WHAT IS ASKED =
1. Translate this sentence from the post into Spanish: "I must mention that sadly I cannot use any arguments involving cardinality."
2. Rewrite the post from "Is there a surjective" up to and including "arguments involving cardinality.", with "cardinality" changed to "countability".
3. In the post, why must at least one argument map onto 1/2 if such a function is assumed to exist?

PAGE =
((

I'm taking Discrete Mathematics this semester and I got this question in one of my homework tasks. I've tried thinking about the solution over and over but can't seem to come up with anything. The question goes like this:

Is there a surjective function from $[0,1] \setminus \{0.5\}$ to $[0,1]$ such that $f(a)>f(b)$ implies $a>b$?

I must mention that sadly I cannot use any arguments involving cardinality.

  • $\begingroup$ Hint: Intuitively you might come to the conclusion that such a function $f$ has to "miss" at least one value in $[0,1]$. How would you characterize this value in terms of $f$? $\endgroup$ – Did Dec 5 '16 at 13:07
  • $\begingroup$ Assume such a function exists. Surjectivity implies that at least one argument maps onto $\frac{1}{2}$. What can you say about that argument? $\endgroup$ – R.G. Dec 5 '16 at 13:20
  • $\begingroup$ The correct statement of the exercise is: "...such that $a<b$ implies $f(a)<f(b)$". Please check your notes. $\endgroup$ – Did Dec 5 '16 at 14:05
  • $\begingroup$ @R.G. Not much... :-) $\endgroup$ – Did Dec 5 '16 at 14:05
  • $\begingroup$ @Did Hey! Sorry for my English :) it's written like this: F(a)>F(b) -> a>b $\endgroup$ – user396201 Dec 5 '16 at 14:07

How about you map all values $x \in [0,0.1]$ to $10x$, and all others to 1?

))

DATASET =
((

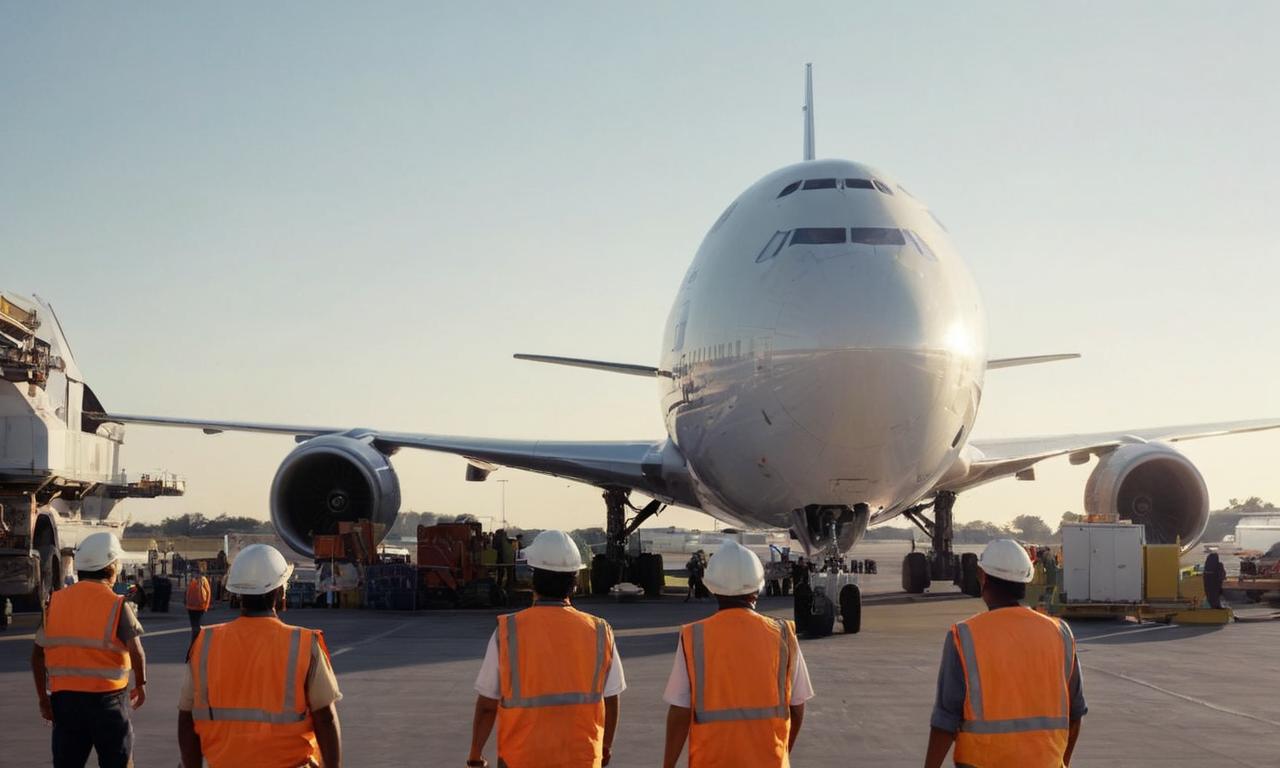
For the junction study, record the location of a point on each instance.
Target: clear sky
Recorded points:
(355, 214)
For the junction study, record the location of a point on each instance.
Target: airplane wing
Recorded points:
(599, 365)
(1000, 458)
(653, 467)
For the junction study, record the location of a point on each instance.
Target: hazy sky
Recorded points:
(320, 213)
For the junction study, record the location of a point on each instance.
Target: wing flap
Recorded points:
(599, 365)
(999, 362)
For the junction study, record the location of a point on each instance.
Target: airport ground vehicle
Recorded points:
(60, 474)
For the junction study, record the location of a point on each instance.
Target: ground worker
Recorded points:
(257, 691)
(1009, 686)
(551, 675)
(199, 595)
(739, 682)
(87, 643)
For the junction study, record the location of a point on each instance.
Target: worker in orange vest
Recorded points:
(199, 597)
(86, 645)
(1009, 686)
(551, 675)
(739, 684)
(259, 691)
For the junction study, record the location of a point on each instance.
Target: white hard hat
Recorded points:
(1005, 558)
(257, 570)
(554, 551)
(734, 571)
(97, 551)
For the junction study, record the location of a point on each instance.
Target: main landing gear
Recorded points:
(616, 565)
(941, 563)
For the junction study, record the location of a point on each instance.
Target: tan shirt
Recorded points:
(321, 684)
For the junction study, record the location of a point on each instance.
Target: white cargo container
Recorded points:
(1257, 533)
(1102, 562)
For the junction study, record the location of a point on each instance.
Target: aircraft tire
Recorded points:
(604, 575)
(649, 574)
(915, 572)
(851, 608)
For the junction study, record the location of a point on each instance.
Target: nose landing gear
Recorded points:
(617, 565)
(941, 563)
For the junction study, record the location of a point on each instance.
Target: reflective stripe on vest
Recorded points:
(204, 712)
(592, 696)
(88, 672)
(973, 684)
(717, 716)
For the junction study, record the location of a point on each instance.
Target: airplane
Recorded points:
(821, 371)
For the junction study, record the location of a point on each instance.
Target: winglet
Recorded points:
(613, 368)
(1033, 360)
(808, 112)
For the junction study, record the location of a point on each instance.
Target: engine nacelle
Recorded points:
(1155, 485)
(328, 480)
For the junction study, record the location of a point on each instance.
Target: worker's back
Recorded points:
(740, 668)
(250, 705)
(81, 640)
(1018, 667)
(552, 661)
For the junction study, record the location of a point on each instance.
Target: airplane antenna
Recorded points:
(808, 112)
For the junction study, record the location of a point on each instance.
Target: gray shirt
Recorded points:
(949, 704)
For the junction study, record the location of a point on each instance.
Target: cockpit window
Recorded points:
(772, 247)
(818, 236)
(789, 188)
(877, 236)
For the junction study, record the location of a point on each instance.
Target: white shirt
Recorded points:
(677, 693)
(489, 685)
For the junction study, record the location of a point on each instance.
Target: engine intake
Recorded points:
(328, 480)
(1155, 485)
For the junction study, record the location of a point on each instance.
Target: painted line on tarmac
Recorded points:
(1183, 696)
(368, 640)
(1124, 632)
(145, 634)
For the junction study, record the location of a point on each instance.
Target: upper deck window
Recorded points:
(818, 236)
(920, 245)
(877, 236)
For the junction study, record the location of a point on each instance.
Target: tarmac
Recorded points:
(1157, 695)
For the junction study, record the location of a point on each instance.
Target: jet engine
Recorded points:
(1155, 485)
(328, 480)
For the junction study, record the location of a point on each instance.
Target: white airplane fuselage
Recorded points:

))

EXERCISE RESULTS =
1. Debo mencionar que, lamentablemente, no puedo usar ningún argumento que involucre la cardinalidad.

2.
Is there a surjective function from $[0,1] \setminus \{0.5\}$ to $[0,1]$ such that $f(a)>f(b)$ implies $a>b$?

I must mention that sadly I cannot use any arguments involving countability.

3. Such a function would be surjective, and the post states that surjectivity implies that at least one argument maps onto 1/2.